_DESCRIPTION OF THE TASK_
Reproduce word for word the stretch of the horsehair worm text from "Order & Family: Order: Nematomorpha" through "their arthropod host.".

_SOURCE PASSAGE_
Horsehair Worm

Scientific Name: Nematomorpha (various genera and species, e.g., Gordius)

Order & Family: Order: Nematomorpha (sometimes treated as a phylum); Family: Gordiidae (for horsehair worms)

Size: Typically 10 cm to 100 cm (4 inches to 3 feet) in length, but can be much longer, resembling a fine piece of thread or hair.

Horsehair Worm

Natural Habitat

Adults are free-living in aquatic or semi-aquatic environments (streams, puddles, ponds, ditches, water troughs); larvae are internal parasites of arthropods, typically insects like crickets, grasshoppers, cockroaches, and beetles.

Diet & Feeding

Adult horsehair worms do not feed; they live off nutrient reserves accumulated during their parasitic larval stage. Larvae are endoparasites, absorbing nutrients directly from the hemocoel (body cavity) of their arthropod host.

_RECORD SET_
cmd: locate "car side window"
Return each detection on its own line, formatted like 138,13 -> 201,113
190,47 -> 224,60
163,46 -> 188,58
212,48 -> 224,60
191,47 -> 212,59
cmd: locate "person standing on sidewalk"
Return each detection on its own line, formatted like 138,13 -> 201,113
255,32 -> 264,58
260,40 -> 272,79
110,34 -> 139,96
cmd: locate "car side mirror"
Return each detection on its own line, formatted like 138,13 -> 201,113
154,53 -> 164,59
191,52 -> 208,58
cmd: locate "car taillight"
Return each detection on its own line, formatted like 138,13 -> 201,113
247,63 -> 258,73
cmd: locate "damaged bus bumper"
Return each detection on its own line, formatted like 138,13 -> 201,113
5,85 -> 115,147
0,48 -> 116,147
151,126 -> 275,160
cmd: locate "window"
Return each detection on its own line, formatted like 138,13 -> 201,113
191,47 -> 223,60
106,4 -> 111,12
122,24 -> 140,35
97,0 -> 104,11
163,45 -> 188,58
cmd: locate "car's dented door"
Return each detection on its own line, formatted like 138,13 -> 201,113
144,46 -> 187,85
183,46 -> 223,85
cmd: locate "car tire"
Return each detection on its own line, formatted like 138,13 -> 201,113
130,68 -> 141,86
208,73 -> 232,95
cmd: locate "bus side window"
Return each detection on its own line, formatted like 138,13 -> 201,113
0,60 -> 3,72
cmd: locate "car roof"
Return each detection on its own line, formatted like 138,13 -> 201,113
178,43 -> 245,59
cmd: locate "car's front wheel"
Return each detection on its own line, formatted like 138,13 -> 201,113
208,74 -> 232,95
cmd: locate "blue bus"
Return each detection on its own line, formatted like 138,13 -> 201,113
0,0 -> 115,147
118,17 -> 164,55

---

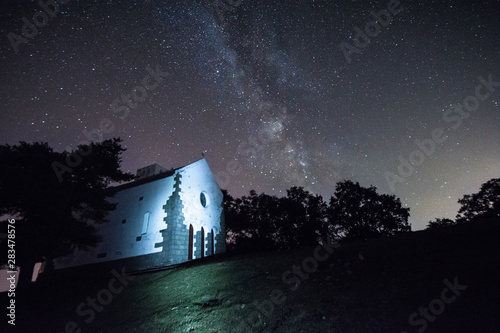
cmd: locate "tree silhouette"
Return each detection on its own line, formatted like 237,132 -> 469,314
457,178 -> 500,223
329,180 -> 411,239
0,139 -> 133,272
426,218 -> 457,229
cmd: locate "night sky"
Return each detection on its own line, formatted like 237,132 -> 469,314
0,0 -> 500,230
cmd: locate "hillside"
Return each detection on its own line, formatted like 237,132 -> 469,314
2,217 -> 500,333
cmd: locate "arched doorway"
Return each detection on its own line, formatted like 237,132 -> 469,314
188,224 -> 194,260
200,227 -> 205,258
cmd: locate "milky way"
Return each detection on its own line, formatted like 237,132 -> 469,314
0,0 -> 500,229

_RESPONSE TO THE EXERCISE_
Order & Family: Order: Nematomorpha (sometimes treated as a phylum); Family: Gordiidae (for horsehair worms)

Size: Typically 10 cm to 100 cm (4 inches to 3 feet) in length, but can be much longer, resembling a fine piece of thread or hair.

Horsehair Worm

Natural Habitat

Adults are free-living in aquatic or semi-aquatic environments (streams, puddles, ponds, ditches, water troughs); larvae are internal parasites of arthropods, typically insects like crickets, grasshoppers, cockroaches, and beetles.

Diet & Feeding

Adult horsehair worms do not feed; they live off nutrient reserves accumulated during their parasitic larval stage. Larvae are endoparasites, absorbing nutrients directly from the hemocoel (body cavity) of their arthropod host.